** Aim **
Please copy the lines starting at the line containing "nose and report the pixel coordinates." and ending at the end of the records, substituting "chin" for "nose" and leaving everything else unchanged.
==*==
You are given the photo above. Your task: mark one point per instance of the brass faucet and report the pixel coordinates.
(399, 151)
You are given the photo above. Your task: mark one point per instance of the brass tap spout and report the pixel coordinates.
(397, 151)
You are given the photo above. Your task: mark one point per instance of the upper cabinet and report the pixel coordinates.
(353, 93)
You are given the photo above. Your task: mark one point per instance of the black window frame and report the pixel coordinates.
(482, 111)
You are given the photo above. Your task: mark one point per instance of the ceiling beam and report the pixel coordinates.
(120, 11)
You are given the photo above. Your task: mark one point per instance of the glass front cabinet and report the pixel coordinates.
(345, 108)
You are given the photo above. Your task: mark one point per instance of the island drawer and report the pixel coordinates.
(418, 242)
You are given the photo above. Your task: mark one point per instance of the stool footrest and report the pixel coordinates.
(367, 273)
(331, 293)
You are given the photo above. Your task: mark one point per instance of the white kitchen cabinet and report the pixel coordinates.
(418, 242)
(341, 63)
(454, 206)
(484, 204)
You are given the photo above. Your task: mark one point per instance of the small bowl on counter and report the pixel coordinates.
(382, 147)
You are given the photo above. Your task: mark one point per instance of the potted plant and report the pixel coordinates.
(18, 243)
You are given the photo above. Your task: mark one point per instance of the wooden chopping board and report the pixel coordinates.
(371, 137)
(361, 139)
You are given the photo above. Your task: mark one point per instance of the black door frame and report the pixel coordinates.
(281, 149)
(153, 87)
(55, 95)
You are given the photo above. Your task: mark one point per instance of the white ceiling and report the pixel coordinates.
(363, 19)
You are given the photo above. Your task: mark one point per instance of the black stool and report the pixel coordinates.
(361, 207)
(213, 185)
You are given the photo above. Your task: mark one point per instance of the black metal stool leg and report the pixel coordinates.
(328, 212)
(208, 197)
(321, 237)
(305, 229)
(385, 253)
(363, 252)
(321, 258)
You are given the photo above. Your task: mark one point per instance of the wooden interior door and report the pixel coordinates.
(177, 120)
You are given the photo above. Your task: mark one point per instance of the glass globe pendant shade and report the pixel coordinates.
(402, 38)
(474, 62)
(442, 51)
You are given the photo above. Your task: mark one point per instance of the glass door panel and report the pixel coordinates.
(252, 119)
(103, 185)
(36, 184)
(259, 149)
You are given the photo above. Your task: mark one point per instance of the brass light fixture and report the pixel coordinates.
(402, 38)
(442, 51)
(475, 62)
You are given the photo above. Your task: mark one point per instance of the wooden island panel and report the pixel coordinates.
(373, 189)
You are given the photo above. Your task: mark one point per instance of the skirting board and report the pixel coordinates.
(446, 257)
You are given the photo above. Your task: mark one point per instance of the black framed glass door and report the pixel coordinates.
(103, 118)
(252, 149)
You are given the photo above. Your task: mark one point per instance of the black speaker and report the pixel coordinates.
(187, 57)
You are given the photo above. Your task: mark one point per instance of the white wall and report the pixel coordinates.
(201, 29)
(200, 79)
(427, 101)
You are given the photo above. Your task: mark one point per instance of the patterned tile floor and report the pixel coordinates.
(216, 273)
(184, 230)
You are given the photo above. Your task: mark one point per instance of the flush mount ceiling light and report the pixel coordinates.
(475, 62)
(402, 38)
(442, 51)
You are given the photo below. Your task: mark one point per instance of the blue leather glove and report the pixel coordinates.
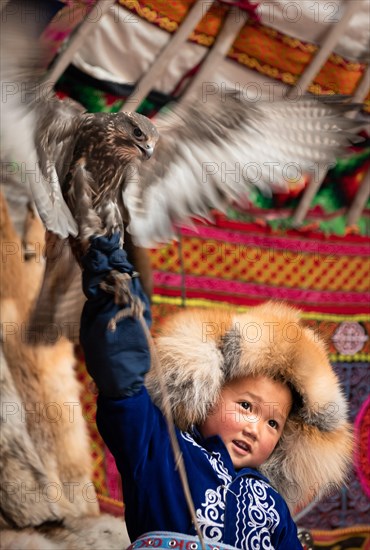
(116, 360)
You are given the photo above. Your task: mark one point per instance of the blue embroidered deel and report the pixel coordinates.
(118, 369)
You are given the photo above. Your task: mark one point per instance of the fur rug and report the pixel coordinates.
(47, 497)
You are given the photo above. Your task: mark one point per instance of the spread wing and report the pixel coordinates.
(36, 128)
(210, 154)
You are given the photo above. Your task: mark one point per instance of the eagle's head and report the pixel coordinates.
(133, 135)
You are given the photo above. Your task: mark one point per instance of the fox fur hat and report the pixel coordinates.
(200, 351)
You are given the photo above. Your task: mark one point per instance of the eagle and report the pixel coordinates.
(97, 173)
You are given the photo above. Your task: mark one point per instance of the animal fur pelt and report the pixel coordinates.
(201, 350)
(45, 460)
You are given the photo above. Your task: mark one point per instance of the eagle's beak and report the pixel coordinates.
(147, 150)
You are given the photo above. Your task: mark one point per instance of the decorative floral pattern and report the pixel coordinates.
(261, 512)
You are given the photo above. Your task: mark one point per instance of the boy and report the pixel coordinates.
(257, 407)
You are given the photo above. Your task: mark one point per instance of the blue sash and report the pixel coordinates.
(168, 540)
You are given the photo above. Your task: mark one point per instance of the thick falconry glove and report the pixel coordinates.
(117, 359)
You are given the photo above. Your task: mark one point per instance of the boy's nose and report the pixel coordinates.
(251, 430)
==*==
** Problem solution **
You are given the photo above. Your task: mark one point per instance of the boy's chin and report the pixel coordinates.
(251, 430)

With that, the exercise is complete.